Dataset records.
>> Begin
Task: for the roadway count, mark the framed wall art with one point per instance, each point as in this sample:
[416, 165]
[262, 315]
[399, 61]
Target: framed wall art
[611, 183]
>> End
EXERCISE BRIEF.
Please update the rows above by changing every "point" to "dot", with everything else left unchanged.

SOLUTION.
Task: for the roadway count, mark the framed wall art with one dot per instance, each dot as in this sample:
[416, 165]
[262, 315]
[399, 61]
Target: framed wall art
[611, 183]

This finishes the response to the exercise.